[Records drawn from a dataset]
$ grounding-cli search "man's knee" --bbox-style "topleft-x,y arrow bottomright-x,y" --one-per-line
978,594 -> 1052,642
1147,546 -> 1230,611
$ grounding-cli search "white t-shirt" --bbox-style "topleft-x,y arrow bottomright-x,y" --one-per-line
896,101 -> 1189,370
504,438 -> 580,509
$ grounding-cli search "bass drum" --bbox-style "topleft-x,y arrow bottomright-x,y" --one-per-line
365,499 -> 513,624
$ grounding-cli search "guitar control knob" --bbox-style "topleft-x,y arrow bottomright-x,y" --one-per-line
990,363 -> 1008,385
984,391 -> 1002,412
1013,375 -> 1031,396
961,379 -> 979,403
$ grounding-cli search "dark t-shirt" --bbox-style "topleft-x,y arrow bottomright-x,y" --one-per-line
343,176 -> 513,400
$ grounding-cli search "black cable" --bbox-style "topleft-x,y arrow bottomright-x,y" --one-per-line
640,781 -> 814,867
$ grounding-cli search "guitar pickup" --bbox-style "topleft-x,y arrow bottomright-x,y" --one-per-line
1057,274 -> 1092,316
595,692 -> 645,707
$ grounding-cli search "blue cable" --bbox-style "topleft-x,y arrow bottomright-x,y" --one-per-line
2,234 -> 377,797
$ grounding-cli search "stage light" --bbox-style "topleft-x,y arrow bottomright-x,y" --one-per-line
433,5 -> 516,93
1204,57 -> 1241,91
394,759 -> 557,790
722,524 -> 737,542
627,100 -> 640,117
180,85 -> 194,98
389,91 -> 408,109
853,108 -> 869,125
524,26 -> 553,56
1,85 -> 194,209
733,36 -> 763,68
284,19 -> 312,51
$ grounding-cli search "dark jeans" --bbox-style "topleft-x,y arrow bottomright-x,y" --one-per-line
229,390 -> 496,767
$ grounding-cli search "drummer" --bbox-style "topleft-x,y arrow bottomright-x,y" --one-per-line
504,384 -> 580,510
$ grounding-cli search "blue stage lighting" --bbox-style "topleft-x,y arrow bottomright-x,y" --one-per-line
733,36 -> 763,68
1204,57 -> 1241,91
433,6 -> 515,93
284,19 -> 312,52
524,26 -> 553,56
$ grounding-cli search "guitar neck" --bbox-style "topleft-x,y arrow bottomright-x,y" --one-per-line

> _WHAT YOU SHOULD DO_: Every line of the data should be output exactly as it was given.

> _OUTPUT BELOW_:
$ grounding-cli search "man's knee" --bbox-style "topleft-x,y arrow bottomright-x,y" --one-per-line
978,594 -> 1052,642
1147,546 -> 1230,611
$ grounding-cli search "white t-shirt" --bbox-style "topleft-x,y arrow bottomright-x,y" --one-per-line
896,101 -> 1189,370
504,438 -> 580,509
$ grounding-cli search "bass drum" --bbox-style "topleft-x,y arrow bottomright-x,y" --one-per-line
365,499 -> 513,624
$ grounding-cli search "guitar control knob" --bbox-style "topleft-x,y arrow bottomright-x,y" --one-per-line
990,363 -> 1008,385
984,391 -> 1002,412
1013,375 -> 1031,396
961,379 -> 979,403
$ grounding-cli search "dark t-shirt" --bbox-style "topleft-x,y arrow bottomright-x,y" --one-per-line
343,176 -> 513,400
$ grounding-cli search "black cable" --bbox-style "topleft-x,y arrow bottomright-x,y" --one-per-line
640,781 -> 814,867
$ grounding-cli search "guitar pickup" --bbox-style "topleft-x,y arrow bottomright-x,y" --one-per-line
1057,274 -> 1092,316
595,692 -> 645,707
$ grounding-cli search "blue cable" --bbox-style "topleft-x,y arrow bottomright-x,y" --one-per-line
2,234 -> 377,797
$ grounding-cli search "stage light" --bbox-style "topleft-x,y arrow bottomright-x,y" --one-per-line
433,5 -> 516,93
1204,57 -> 1241,91
394,759 -> 557,790
722,524 -> 737,542
627,100 -> 640,117
180,85 -> 194,98
389,91 -> 408,109
853,108 -> 869,125
524,26 -> 553,56
1,85 -> 194,209
733,36 -> 763,68
284,19 -> 312,51
$ grounding-cli search "dark jeans" --bbox-style "topleft-x,y arrow bottomright-x,y" --one-per-line
229,390 -> 496,767
$ grounding-cli search "drummer" --bbox-style "topleft-x,y arrow bottomright-x,y" --one-per-line
504,384 -> 580,510
$ grounding-cli search "blue stage lighting" --bbox-style "topleft-x,y arrow bottomright-x,y" --one-per-line
733,36 -> 763,68
1204,57 -> 1241,91
433,6 -> 515,93
284,19 -> 312,52
524,26 -> 553,56
$ grounding-cli search "guitar neck" --bbox-style "topleft-x,y arrow bottomright-x,y" --one-per-line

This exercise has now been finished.